Data shown -

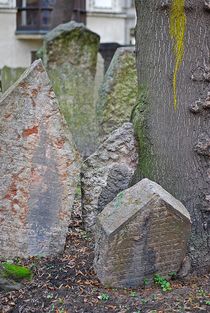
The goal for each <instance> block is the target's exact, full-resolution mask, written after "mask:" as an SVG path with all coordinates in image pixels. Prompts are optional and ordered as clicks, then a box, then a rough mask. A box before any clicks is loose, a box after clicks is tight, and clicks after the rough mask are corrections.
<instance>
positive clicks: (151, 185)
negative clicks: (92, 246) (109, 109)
mask: <svg viewBox="0 0 210 313" xmlns="http://www.w3.org/2000/svg"><path fill="white" fill-rule="evenodd" d="M190 230H191V221H190V216H189V213H188V211H187V209H186V208H185V207H184V206H183V205H182V203H181V202H180V201H178V200H176V199H175V198H174V197H173V196H171V195H170V194H169V193H168V192H167V191H165V190H164V189H163V188H162V187H161V186H160V185H158V184H156V183H154V182H152V181H150V180H149V179H146V178H145V179H143V180H142V181H140V182H139V183H138V184H136V185H134V186H132V187H131V188H129V189H127V190H125V191H122V192H121V193H119V194H118V195H117V197H116V198H115V199H114V200H113V201H112V202H111V203H109V204H108V205H107V206H106V207H105V208H104V210H103V211H102V212H101V213H100V214H99V215H98V216H97V220H96V247H95V260H94V265H95V270H96V272H97V275H98V278H99V279H100V281H101V282H102V283H103V284H105V285H106V286H110V287H137V286H139V285H143V283H144V279H145V278H147V279H148V280H149V281H152V279H153V275H154V274H155V273H158V274H160V275H163V276H167V275H168V273H170V272H177V271H178V270H179V268H180V266H181V264H182V261H183V260H184V257H185V255H186V248H187V241H188V238H189V235H190Z"/></svg>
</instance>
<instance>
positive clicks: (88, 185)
mask: <svg viewBox="0 0 210 313" xmlns="http://www.w3.org/2000/svg"><path fill="white" fill-rule="evenodd" d="M137 162H138V154H137V146H136V141H135V137H134V130H133V127H132V124H131V123H124V124H123V126H122V127H120V128H118V129H117V130H115V131H113V132H112V133H111V134H110V136H109V138H108V139H107V140H106V141H105V142H104V143H103V144H102V145H101V146H100V147H99V148H98V149H97V150H96V152H95V153H94V154H93V155H91V156H90V157H89V158H88V159H86V160H85V162H84V163H83V166H82V172H81V176H82V179H81V187H82V211H83V218H84V223H85V226H86V228H91V227H92V226H93V225H94V224H95V218H96V216H97V214H98V213H99V212H101V211H102V210H103V208H104V207H105V205H106V204H107V203H109V202H110V201H112V200H113V199H114V197H115V196H116V195H117V194H118V193H119V192H120V191H122V190H124V189H126V188H128V186H129V183H130V181H131V179H132V177H133V174H134V171H135V169H136V167H137Z"/></svg>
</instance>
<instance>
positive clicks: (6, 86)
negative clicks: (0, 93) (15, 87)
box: [1, 66, 25, 92]
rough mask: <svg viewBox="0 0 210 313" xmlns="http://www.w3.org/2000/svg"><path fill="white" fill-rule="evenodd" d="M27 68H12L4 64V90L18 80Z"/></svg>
mask: <svg viewBox="0 0 210 313" xmlns="http://www.w3.org/2000/svg"><path fill="white" fill-rule="evenodd" d="M24 71H25V68H23V67H16V68H12V67H9V66H4V67H3V68H2V69H1V85H2V92H5V91H6V90H7V89H8V88H9V87H10V86H12V84H14V83H15V82H16V80H18V78H19V77H20V76H21V74H23V72H24Z"/></svg>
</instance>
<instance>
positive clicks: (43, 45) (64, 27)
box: [43, 21, 99, 156]
mask: <svg viewBox="0 0 210 313" xmlns="http://www.w3.org/2000/svg"><path fill="white" fill-rule="evenodd" d="M98 47H99V36H98V35H97V34H95V33H93V32H91V31H90V30H88V29H87V28H86V27H85V26H84V25H83V24H78V23H75V22H74V21H72V22H69V23H66V24H61V25H59V26H57V27H56V28H55V29H53V30H52V31H50V32H49V33H48V34H47V35H46V36H45V38H44V45H43V60H44V64H45V65H46V68H47V72H48V74H49V77H50V79H51V81H52V84H53V88H54V90H55V94H56V95H57V97H58V100H59V104H60V108H61V111H62V113H63V114H64V117H65V119H66V121H67V124H68V126H69V128H70V130H71V132H72V134H73V136H74V140H75V143H76V145H77V147H78V149H79V151H80V152H81V154H82V155H83V156H89V155H90V154H91V153H93V151H95V147H96V141H97V138H98V131H97V123H96V108H95V102H94V84H95V75H96V65H97V53H98Z"/></svg>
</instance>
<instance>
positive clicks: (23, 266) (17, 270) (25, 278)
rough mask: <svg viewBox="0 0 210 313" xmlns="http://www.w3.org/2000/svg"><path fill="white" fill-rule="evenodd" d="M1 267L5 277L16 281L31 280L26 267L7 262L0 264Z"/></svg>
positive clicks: (30, 273)
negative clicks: (1, 267) (1, 266)
mask: <svg viewBox="0 0 210 313" xmlns="http://www.w3.org/2000/svg"><path fill="white" fill-rule="evenodd" d="M1 266H2V267H3V275H4V276H5V277H8V278H11V279H14V280H17V281H19V280H22V279H28V280H30V279H31V278H32V272H31V270H30V269H28V268H27V267H24V266H20V265H15V264H11V263H8V262H4V263H1Z"/></svg>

What the exercise asks -
Copy all of the data above verbatim, leaving out the pictures.

Output for this task -
The goal for each <instance> block is the target's exact, full-resolution mask, written after "mask:" as an SVG path with all coordinates in image pixels. Prompts are optional and ordered as clicks, then a box, then a rough mask. A box before any clicks is loose, a box after clicks is tight, and clicks after the rough mask are corrections.
<instance>
positive clicks: (151, 185)
negative clicks: (92, 246) (109, 109)
mask: <svg viewBox="0 0 210 313" xmlns="http://www.w3.org/2000/svg"><path fill="white" fill-rule="evenodd" d="M190 230H191V221H190V216H189V213H188V211H187V209H186V208H185V207H184V206H183V205H182V203H181V202H180V201H178V200H176V199H175V198H174V197H173V196H171V195H170V194H169V193H168V192H167V191H165V190H164V189H163V188H162V187H161V186H160V185H158V184H156V183H154V182H152V181H150V180H149V179H146V178H145V179H143V180H142V181H140V182H139V183H138V184H136V185H134V186H132V187H131V188H129V189H127V190H125V191H122V192H121V193H119V194H118V195H117V197H116V198H115V199H114V200H113V201H112V202H111V203H109V204H108V205H107V206H106V207H105V208H104V210H103V211H102V212H101V213H100V214H99V215H98V216H97V220H96V247H95V260H94V265H95V270H96V272H97V275H98V278H99V279H100V281H101V282H102V283H103V284H105V285H106V286H110V287H137V286H139V285H143V283H144V279H145V278H147V279H148V280H149V281H152V279H153V275H154V274H155V273H158V274H160V275H163V276H167V275H168V273H170V272H177V271H178V270H179V268H180V266H181V264H182V261H183V260H184V257H185V255H186V248H187V241H188V238H189V235H190Z"/></svg>
</instance>
<instance>
positive clicks: (88, 185)
mask: <svg viewBox="0 0 210 313" xmlns="http://www.w3.org/2000/svg"><path fill="white" fill-rule="evenodd" d="M137 162H138V154H137V146H136V141H135V137H134V130H133V127H132V124H131V123H124V124H123V126H122V127H120V128H118V129H117V130H115V131H113V132H112V133H111V134H110V136H109V138H108V139H107V140H106V141H105V142H104V143H103V144H102V145H101V146H100V147H99V148H98V149H97V150H96V152H95V153H94V154H93V155H91V156H90V157H89V158H88V159H86V160H85V162H84V163H83V166H82V172H81V176H82V179H81V187H82V211H83V218H84V223H85V226H86V228H91V227H92V226H93V225H94V224H95V218H96V216H97V214H98V213H99V212H101V211H102V210H103V208H104V207H105V205H106V204H107V203H109V202H110V201H112V200H113V199H114V197H115V196H116V195H117V194H118V193H119V192H120V191H122V190H124V189H126V188H128V186H129V183H130V181H131V179H132V177H133V174H134V171H135V169H136V167H137Z"/></svg>
</instance>
<instance>
positive clicks: (6, 86)
negative clicks: (0, 93) (15, 87)
box: [1, 66, 25, 92]
rough mask: <svg viewBox="0 0 210 313" xmlns="http://www.w3.org/2000/svg"><path fill="white" fill-rule="evenodd" d="M27 68H12L4 64V90L18 80Z"/></svg>
mask: <svg viewBox="0 0 210 313" xmlns="http://www.w3.org/2000/svg"><path fill="white" fill-rule="evenodd" d="M24 71H25V68H23V67H16V68H12V67H9V66H4V67H3V68H2V69H1V85H2V92H5V91H6V90H7V89H8V88H9V87H10V86H12V84H14V83H15V82H16V80H18V78H19V77H20V76H21V74H23V72H24Z"/></svg>
</instance>
<instance>
positive clicks: (43, 45) (64, 27)
box: [43, 21, 99, 156]
mask: <svg viewBox="0 0 210 313" xmlns="http://www.w3.org/2000/svg"><path fill="white" fill-rule="evenodd" d="M98 47H99V36H98V35H97V34H95V33H93V32H91V31H90V30H88V29H87V28H86V27H85V26H84V25H83V24H78V23H75V22H74V21H72V22H69V23H66V24H61V25H59V26H57V27H56V28H55V29H53V30H52V31H50V32H49V33H48V34H47V35H46V36H45V38H44V45H43V60H44V64H45V65H46V68H47V72H48V74H49V77H50V79H51V81H52V84H53V88H54V90H55V94H56V95H57V97H58V100H59V104H60V108H61V111H62V113H63V114H64V117H65V119H66V121H67V124H68V126H69V128H70V130H71V132H72V134H73V136H74V140H75V143H76V145H77V147H78V149H79V151H80V152H81V154H82V155H83V156H89V155H90V154H91V153H93V151H95V147H96V141H97V138H98V131H97V123H96V108H95V102H94V84H95V75H96V65H97V53H98Z"/></svg>
</instance>
<instance>
positive clicks: (23, 266) (17, 270) (25, 278)
rough mask: <svg viewBox="0 0 210 313" xmlns="http://www.w3.org/2000/svg"><path fill="white" fill-rule="evenodd" d="M1 267L5 277L16 281L31 280L26 267L7 262L0 264Z"/></svg>
positive clicks: (30, 273)
negative clicks: (1, 267) (1, 266)
mask: <svg viewBox="0 0 210 313" xmlns="http://www.w3.org/2000/svg"><path fill="white" fill-rule="evenodd" d="M1 266H2V267H3V275H4V276H5V277H8V278H11V279H14V280H17V281H19V280H22V279H28V280H30V279H31V278H32V272H31V270H30V269H28V268H27V267H24V266H20V265H15V264H11V263H8V262H4V263H1Z"/></svg>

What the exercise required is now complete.